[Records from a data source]
——————

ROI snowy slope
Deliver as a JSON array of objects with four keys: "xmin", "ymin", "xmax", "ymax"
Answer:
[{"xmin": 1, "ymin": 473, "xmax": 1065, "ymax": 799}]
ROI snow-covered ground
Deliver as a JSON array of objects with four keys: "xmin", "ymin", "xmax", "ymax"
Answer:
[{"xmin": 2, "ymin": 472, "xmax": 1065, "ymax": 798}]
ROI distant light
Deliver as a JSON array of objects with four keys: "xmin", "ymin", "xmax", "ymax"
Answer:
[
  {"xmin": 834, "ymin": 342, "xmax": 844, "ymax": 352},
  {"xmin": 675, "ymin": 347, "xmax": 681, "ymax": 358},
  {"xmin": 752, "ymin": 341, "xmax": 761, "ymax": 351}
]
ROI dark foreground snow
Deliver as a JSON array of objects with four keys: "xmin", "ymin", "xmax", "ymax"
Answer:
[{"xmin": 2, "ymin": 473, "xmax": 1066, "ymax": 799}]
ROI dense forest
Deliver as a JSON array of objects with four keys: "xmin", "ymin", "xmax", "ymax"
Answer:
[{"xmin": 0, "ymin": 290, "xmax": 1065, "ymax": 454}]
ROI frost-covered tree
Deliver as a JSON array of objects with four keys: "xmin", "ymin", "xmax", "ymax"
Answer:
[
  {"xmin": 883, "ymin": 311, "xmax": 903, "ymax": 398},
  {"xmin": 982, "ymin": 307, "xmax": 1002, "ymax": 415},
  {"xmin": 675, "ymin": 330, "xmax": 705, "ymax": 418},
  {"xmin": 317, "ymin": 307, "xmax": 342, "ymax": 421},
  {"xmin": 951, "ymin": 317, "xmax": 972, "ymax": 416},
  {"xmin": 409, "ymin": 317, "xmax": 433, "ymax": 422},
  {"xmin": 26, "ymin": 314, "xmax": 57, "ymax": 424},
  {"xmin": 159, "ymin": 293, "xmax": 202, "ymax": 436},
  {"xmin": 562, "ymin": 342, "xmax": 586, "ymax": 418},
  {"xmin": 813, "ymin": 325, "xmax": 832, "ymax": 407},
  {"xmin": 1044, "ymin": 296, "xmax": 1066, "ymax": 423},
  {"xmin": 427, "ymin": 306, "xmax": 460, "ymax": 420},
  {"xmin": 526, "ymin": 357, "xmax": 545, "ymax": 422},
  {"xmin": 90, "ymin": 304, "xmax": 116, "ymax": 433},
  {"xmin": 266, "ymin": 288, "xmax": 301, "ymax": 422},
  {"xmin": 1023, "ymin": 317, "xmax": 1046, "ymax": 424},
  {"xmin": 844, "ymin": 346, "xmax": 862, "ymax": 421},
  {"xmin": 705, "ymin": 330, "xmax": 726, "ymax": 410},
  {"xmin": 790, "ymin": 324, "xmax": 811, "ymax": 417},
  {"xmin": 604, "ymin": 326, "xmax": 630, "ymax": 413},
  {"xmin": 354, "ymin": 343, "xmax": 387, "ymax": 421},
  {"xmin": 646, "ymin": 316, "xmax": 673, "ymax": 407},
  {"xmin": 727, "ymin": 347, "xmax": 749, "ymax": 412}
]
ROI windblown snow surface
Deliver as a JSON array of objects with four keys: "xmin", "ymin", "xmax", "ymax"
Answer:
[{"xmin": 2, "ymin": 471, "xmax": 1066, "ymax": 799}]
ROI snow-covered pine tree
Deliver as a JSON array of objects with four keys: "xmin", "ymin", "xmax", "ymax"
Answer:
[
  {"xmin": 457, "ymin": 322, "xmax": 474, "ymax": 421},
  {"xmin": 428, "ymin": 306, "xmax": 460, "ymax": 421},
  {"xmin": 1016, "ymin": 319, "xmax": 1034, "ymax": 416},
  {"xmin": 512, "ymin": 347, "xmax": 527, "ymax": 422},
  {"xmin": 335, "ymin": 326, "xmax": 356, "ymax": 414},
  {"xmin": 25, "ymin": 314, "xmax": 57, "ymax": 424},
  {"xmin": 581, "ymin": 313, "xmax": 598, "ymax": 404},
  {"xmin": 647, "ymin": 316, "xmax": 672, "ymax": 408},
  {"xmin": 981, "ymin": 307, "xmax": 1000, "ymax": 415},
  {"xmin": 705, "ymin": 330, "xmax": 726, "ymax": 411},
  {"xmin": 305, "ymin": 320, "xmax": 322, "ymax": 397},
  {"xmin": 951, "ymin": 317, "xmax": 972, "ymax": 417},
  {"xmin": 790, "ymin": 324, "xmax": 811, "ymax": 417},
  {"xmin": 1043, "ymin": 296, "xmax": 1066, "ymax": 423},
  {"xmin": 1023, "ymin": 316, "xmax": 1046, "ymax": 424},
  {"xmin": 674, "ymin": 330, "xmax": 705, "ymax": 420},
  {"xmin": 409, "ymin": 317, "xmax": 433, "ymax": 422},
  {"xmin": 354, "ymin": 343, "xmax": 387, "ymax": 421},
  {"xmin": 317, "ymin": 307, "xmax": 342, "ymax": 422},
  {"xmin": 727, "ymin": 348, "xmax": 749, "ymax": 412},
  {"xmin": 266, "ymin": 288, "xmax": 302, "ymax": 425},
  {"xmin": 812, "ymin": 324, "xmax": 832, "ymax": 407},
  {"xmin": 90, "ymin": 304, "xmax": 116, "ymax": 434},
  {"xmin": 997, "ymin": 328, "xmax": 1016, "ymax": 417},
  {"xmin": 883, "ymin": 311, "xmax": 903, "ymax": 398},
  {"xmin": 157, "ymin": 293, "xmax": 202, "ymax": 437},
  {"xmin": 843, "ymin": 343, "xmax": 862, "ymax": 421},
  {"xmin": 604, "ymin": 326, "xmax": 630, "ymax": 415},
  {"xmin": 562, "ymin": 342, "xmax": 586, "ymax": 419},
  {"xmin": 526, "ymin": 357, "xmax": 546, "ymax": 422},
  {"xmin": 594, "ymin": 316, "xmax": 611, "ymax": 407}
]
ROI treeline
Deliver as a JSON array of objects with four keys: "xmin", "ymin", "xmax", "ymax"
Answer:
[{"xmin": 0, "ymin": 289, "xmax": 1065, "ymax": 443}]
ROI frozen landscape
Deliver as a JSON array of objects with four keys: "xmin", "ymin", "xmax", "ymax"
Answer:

——————

After identifying the lines above that contain "covered", copy each one.

ROI snow-covered ground
ROI frost-covered tree
ROI snow-covered pine tree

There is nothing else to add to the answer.